■ Given problem 1
Select every line of the listing that contains the string "panel". Case counts.

■ Quoted text

The Trade Disputes and Trade Unions Act 1927 (17 and 18 Geo V c 22) was a British Act of Parliament passed in response to the General Strike of 1926, introduced by the Attorney General for England and Wales, Sir Douglas Hogg MP.

Provisions

Restrictions on strike action
The Act declared unlawful secondary action and any strike whose purpose was to coerce the government of the day directly or indirectly. These provisions were declaratory insofar as such strikes had already been ruled unlawful by Astbury, J in the National Sailors' and Firemen's Union v Reed. The Act reaffirmed his judgment and gave it the force of statute law. In addition, incitement to participate in an unlawful strike was made a criminal offence, punishable by imprisonment for up to two years; and the attorney general was empowered to sequester the assets and funds of unions involved in such strikes.

Intimidation
Section 3 of the Act declared unlawful mass picketing which gave rise to the intimidation of a worker.

Political levy
Section 4 of the Act mandated trade union members to contract-in to any political levy which their union made on their behalf. This resulted in an 18% fall in the income of the Labour Party, which was heavily reliant upon union funding.

Civil service unions
Section 5 of the Act enjoined civil service unions from affiliation to the TUC and forbade them from having political objectives.

(Dataset rows)
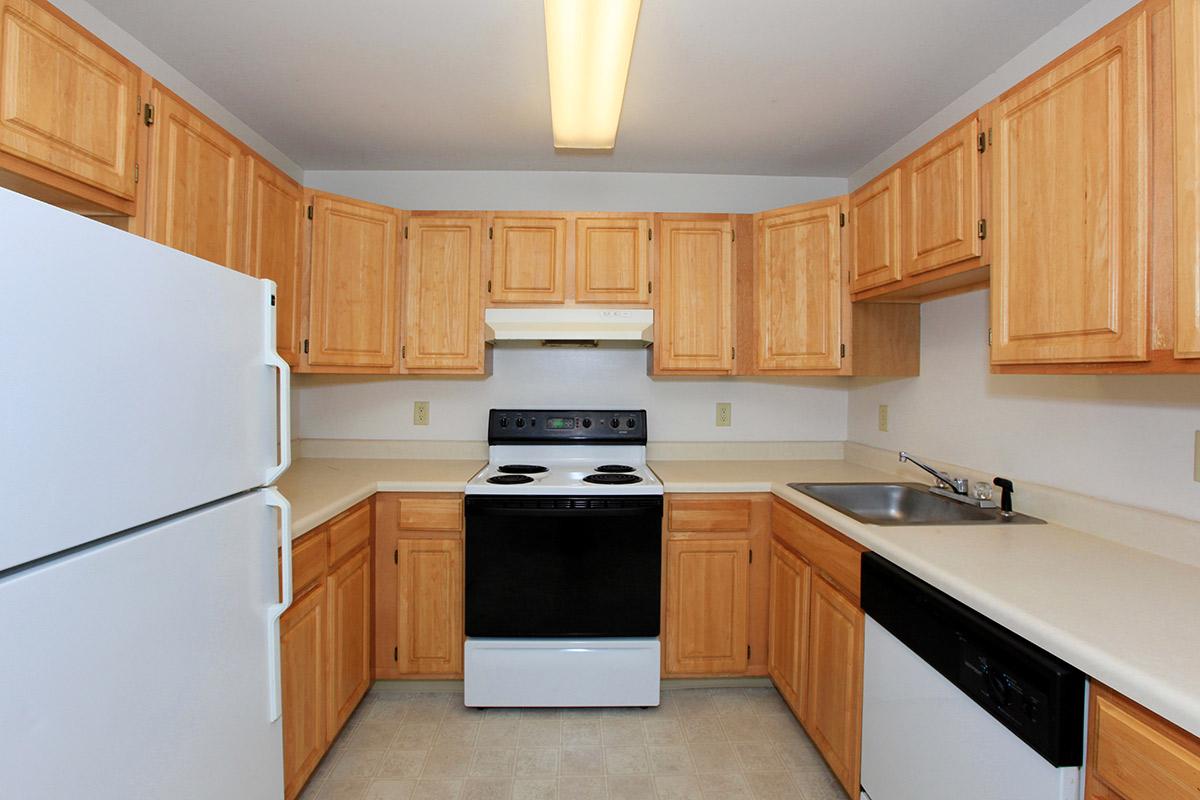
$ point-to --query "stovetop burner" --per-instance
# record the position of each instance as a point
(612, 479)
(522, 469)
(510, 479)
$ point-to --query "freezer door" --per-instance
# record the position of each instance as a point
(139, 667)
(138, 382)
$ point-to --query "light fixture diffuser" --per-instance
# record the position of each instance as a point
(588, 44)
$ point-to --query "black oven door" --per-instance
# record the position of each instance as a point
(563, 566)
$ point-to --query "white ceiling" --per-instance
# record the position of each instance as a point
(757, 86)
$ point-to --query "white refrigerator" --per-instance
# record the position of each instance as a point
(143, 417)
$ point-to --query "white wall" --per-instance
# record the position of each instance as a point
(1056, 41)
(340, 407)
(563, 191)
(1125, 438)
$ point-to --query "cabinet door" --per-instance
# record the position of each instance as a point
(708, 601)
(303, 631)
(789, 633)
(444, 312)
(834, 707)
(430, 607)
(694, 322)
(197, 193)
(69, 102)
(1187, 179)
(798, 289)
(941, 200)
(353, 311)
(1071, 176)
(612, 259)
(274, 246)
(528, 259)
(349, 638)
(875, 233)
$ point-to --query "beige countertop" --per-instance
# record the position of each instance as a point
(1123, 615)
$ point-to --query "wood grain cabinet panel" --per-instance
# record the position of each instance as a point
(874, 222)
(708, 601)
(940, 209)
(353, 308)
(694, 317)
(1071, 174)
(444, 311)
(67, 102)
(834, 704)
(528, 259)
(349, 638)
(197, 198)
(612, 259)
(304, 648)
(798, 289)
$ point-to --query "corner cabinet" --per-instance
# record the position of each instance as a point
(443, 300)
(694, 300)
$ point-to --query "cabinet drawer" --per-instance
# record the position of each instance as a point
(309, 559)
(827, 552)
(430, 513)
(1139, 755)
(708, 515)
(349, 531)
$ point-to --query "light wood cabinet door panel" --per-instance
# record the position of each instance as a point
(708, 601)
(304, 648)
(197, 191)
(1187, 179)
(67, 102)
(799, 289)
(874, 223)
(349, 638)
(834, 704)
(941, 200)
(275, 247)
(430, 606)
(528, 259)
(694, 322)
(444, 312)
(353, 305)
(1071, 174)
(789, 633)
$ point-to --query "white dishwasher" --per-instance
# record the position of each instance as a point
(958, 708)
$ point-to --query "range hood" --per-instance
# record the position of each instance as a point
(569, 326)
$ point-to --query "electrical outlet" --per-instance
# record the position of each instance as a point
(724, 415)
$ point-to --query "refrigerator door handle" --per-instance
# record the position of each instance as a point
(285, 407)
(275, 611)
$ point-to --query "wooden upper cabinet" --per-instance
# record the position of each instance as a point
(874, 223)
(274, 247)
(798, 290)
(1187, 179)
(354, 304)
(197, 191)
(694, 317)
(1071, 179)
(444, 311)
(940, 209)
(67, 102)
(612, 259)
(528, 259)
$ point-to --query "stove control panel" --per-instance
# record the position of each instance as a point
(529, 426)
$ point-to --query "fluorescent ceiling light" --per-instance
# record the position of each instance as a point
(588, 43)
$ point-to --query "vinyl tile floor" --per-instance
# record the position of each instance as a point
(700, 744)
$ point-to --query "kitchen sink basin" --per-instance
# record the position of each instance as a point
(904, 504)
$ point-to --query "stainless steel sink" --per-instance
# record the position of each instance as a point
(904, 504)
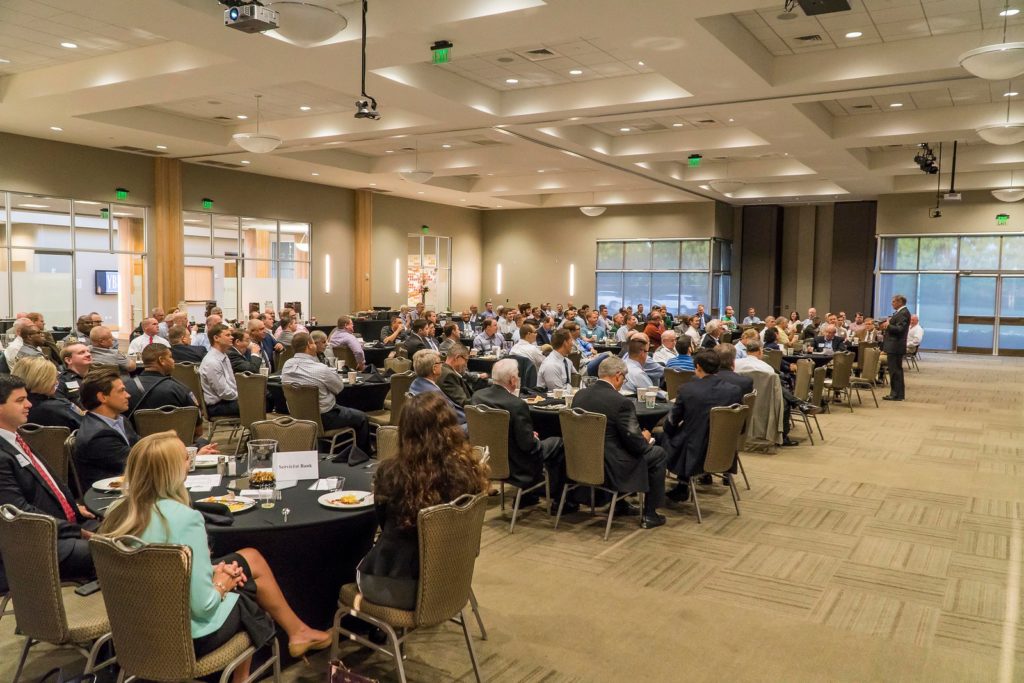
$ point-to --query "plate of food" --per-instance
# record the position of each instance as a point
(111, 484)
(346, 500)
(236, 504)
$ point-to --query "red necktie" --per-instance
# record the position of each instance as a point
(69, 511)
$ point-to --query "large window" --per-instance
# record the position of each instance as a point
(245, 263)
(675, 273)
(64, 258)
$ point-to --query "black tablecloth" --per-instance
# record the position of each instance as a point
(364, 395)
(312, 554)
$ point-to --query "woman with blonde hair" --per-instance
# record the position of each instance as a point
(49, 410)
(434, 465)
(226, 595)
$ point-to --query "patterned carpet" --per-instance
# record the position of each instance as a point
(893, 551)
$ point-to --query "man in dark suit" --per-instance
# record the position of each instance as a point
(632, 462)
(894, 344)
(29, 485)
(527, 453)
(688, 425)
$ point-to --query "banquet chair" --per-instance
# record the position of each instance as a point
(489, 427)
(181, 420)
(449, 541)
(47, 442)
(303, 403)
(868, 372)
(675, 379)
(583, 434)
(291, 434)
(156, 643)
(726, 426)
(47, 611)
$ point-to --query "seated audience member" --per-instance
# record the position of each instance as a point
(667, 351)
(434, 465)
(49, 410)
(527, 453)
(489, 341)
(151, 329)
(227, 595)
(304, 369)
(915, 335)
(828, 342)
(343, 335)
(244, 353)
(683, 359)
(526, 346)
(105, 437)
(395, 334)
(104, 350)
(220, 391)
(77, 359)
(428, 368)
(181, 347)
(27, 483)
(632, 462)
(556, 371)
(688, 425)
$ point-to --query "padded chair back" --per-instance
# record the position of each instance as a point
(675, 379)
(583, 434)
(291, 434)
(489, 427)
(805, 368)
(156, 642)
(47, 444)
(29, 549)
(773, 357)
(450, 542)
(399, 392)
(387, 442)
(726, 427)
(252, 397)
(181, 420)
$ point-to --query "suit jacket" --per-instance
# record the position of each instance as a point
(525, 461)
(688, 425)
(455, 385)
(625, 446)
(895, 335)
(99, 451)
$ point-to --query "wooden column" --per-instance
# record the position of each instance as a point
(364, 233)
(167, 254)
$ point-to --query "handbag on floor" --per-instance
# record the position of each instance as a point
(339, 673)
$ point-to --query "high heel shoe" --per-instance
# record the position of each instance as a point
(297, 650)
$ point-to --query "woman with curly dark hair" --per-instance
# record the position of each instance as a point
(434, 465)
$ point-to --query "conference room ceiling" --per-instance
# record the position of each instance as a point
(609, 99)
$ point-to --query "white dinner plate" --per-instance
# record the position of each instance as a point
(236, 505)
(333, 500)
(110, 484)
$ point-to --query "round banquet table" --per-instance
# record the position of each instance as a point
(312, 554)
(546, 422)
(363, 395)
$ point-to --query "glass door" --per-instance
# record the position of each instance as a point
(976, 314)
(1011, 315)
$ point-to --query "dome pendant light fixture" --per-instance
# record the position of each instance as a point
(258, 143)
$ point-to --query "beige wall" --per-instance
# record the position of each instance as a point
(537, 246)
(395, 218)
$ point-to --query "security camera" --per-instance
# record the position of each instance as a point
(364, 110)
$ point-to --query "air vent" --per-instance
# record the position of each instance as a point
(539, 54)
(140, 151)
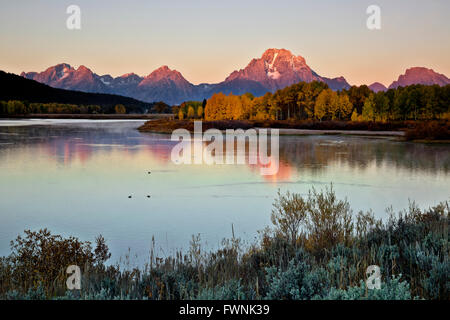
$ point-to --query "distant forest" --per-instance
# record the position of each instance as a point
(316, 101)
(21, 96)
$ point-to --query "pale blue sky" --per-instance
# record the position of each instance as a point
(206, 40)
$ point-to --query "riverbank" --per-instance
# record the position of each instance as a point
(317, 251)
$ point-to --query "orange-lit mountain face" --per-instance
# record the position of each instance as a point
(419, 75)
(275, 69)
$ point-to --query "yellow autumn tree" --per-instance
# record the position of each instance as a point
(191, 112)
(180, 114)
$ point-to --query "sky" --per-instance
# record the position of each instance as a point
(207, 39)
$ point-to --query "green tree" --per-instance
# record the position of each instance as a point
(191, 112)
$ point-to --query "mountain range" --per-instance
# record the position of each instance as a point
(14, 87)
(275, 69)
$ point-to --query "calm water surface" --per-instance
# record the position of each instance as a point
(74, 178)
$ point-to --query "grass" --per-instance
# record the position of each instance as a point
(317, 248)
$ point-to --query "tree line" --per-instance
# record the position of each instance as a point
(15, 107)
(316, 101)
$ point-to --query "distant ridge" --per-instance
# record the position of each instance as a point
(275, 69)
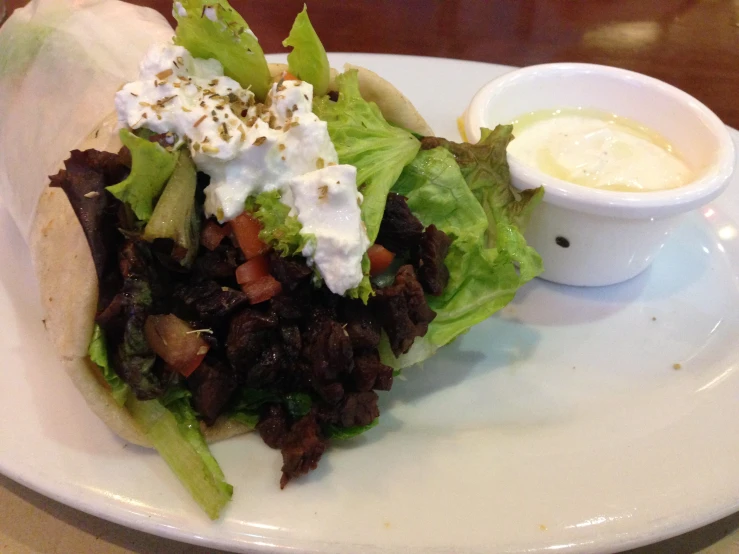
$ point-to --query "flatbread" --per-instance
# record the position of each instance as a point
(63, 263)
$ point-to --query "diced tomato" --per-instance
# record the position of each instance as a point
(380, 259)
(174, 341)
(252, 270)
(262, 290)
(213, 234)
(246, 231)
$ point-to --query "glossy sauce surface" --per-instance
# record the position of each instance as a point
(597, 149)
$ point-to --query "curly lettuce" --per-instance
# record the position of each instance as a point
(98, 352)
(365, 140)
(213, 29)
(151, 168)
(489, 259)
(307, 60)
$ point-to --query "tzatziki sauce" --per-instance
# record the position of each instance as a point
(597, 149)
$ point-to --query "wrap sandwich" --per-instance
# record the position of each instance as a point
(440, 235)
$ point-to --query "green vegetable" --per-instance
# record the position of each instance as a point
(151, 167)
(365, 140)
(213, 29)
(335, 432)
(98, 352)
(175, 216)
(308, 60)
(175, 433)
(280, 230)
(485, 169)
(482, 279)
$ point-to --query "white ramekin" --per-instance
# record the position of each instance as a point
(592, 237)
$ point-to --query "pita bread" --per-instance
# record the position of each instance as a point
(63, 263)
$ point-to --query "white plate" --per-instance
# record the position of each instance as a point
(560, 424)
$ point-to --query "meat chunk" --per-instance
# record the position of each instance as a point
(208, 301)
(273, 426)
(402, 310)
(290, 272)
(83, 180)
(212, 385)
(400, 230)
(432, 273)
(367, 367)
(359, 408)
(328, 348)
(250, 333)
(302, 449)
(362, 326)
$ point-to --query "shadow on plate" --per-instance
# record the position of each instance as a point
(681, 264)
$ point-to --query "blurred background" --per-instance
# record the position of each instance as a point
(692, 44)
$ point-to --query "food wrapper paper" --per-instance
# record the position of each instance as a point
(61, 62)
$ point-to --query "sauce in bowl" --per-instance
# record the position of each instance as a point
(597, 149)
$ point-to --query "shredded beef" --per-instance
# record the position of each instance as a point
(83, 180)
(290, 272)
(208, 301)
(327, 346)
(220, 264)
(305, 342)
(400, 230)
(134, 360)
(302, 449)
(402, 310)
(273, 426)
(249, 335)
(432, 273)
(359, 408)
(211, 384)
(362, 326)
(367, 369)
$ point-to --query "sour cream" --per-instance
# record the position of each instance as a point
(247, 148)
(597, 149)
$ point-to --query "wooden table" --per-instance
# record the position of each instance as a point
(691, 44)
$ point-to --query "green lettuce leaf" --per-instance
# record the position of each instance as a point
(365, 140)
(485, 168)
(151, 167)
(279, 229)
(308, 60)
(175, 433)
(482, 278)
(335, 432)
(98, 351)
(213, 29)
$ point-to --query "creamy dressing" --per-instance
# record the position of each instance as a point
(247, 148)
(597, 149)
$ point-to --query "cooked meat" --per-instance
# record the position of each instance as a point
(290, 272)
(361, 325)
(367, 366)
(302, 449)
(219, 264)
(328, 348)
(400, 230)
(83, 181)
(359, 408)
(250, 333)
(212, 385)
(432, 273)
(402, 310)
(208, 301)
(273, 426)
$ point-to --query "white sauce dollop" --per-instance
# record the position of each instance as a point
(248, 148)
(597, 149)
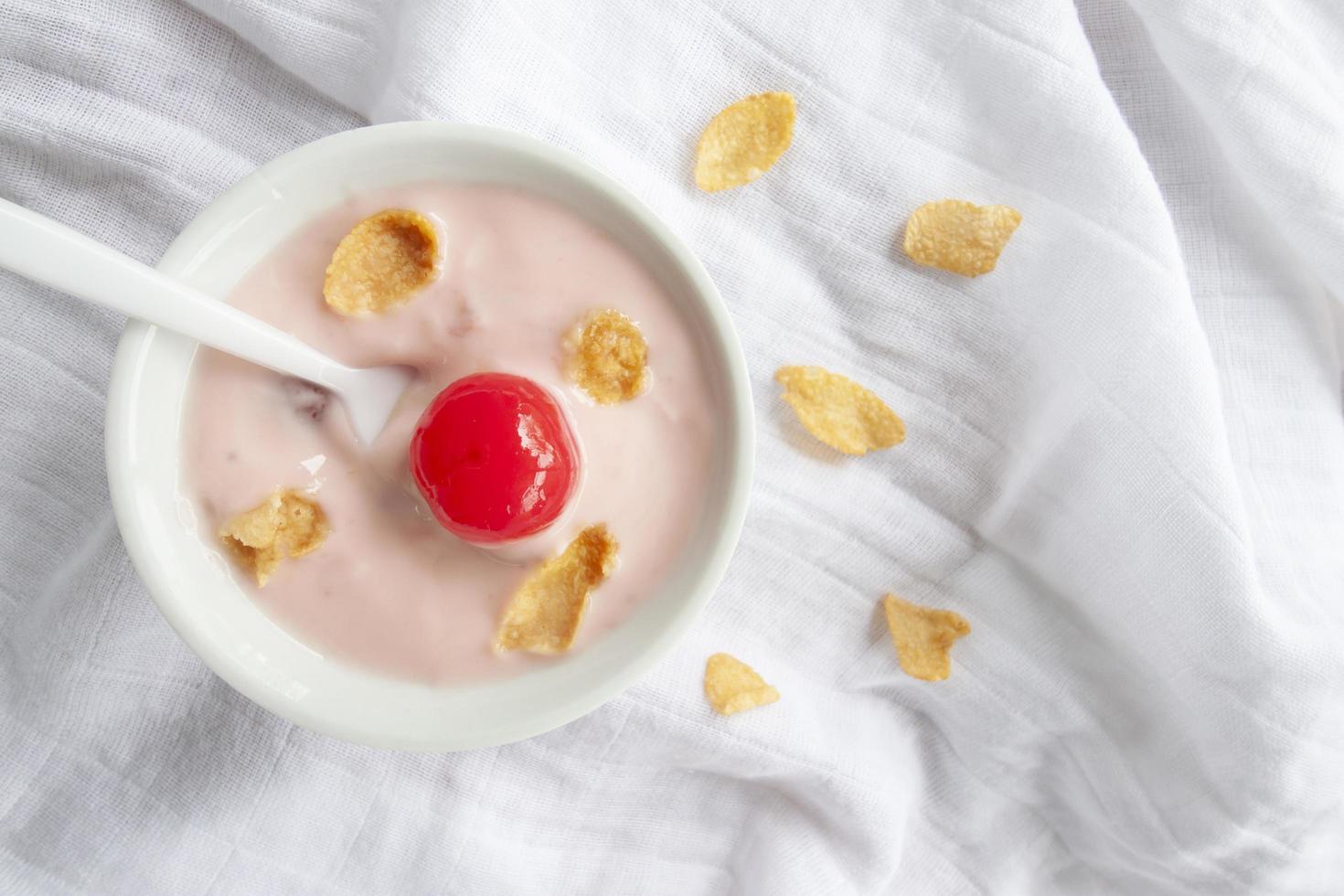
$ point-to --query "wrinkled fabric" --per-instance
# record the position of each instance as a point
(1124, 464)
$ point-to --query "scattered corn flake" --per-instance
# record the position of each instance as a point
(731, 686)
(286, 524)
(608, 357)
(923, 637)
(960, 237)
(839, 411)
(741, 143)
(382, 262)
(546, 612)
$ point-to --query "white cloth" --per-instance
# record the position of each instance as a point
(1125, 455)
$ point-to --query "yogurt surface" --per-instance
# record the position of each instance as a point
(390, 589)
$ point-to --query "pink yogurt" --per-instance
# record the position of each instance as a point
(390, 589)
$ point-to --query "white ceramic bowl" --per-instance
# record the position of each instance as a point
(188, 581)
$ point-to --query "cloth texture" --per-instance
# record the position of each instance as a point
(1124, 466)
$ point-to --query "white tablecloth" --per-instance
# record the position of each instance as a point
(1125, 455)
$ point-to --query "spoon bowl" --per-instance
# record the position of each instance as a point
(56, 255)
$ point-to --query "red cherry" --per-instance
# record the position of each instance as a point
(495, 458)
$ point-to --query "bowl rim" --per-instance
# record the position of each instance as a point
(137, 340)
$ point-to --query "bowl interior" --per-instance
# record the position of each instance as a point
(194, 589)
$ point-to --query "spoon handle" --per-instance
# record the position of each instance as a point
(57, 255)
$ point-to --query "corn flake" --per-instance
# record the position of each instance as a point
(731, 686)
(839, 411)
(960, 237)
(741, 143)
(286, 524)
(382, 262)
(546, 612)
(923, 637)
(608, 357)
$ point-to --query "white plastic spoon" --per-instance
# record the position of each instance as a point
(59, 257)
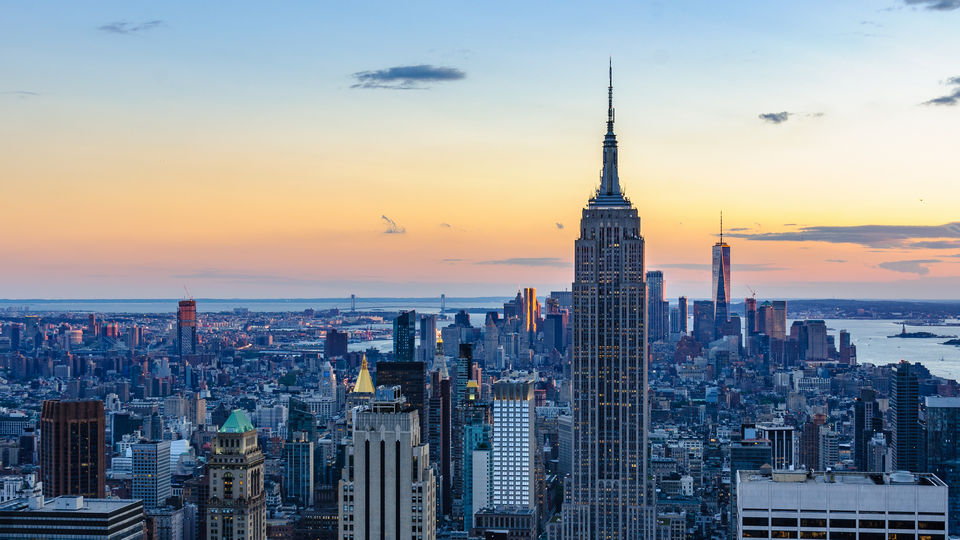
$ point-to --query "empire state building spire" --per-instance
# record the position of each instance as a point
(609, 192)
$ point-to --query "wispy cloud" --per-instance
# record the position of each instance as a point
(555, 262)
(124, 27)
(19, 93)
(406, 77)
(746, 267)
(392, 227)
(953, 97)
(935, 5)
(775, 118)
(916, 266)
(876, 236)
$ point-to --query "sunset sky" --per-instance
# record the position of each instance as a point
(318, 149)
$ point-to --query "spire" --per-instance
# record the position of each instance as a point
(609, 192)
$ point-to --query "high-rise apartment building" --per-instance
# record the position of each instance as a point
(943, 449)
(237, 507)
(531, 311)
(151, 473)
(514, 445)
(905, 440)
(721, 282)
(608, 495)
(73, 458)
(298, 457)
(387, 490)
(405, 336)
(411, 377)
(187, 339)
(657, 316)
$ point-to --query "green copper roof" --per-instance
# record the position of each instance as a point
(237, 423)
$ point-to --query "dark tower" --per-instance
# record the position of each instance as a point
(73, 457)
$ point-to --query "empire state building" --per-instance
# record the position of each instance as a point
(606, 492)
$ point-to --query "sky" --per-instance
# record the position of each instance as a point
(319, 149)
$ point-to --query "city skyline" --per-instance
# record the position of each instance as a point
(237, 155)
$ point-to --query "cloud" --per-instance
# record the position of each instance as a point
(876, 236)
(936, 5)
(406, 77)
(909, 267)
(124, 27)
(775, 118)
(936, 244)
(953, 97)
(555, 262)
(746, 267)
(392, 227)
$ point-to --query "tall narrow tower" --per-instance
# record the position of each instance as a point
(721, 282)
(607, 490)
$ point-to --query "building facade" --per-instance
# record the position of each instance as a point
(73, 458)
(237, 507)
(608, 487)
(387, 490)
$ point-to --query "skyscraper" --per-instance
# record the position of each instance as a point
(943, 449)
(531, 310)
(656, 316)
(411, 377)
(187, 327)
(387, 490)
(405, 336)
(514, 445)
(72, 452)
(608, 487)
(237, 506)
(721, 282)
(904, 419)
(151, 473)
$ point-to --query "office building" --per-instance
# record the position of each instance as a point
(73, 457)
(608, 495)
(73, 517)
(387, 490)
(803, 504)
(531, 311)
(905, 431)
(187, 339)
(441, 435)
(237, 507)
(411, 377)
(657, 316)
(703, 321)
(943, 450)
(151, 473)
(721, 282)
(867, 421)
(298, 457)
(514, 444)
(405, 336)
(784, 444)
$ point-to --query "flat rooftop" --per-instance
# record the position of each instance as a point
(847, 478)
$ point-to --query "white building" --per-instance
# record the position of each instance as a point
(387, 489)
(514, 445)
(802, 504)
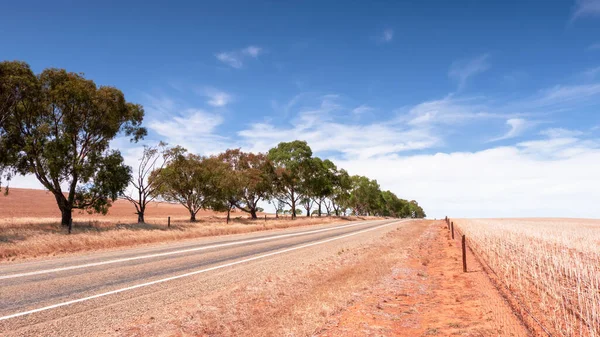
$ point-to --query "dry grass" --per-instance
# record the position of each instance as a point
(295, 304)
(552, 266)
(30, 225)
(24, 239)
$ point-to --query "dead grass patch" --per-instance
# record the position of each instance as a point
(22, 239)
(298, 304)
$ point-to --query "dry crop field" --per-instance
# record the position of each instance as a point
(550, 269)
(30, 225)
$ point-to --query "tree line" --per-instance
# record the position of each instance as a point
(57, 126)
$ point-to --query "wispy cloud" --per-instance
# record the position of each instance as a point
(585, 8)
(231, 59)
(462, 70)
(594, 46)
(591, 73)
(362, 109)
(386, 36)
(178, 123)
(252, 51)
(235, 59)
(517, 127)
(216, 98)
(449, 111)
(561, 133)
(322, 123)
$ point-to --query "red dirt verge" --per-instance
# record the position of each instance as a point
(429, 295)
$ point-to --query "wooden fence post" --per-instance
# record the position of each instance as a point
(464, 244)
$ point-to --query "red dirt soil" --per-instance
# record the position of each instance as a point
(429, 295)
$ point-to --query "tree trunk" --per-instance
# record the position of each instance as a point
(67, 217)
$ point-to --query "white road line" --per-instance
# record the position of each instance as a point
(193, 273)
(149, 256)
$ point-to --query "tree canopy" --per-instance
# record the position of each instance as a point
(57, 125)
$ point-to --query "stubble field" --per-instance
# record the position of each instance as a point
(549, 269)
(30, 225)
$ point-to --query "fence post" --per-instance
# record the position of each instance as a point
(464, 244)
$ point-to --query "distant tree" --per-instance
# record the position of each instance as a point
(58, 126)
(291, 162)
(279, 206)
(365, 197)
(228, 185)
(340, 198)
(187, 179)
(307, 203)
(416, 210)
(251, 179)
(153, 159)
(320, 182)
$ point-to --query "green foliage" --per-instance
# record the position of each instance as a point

■ Given problem 2
Do the following statements agree with the passage on the Trade Disputes and Trade Unions Act 1927? For each, answer yes or no and quote the words of the passage that decide it. (a) The Act was introduced by Sir Douglas Hogg. (b) Incitement to take part in an unlawful strike could be punished by up to five years in prison. (c) Section 4 required union members to contract out of their union's political levy.

■ Task result 1
$ point-to --query "wood grain cabinet panel" --per-instance
$ point-to --query "light wood cabinet door panel" --per-instance
$ point-to --query "stove control panel" --per-instance

■ Task result 2
(a) Yes: "introduced by the Attorney General for England and Wales, Sir Douglas Hogg MP"
(b) No: "punishable by imprisonment for up to two years"
(c) No: "mandated trade union members to contract-in to any political levy which their union made on their behalf"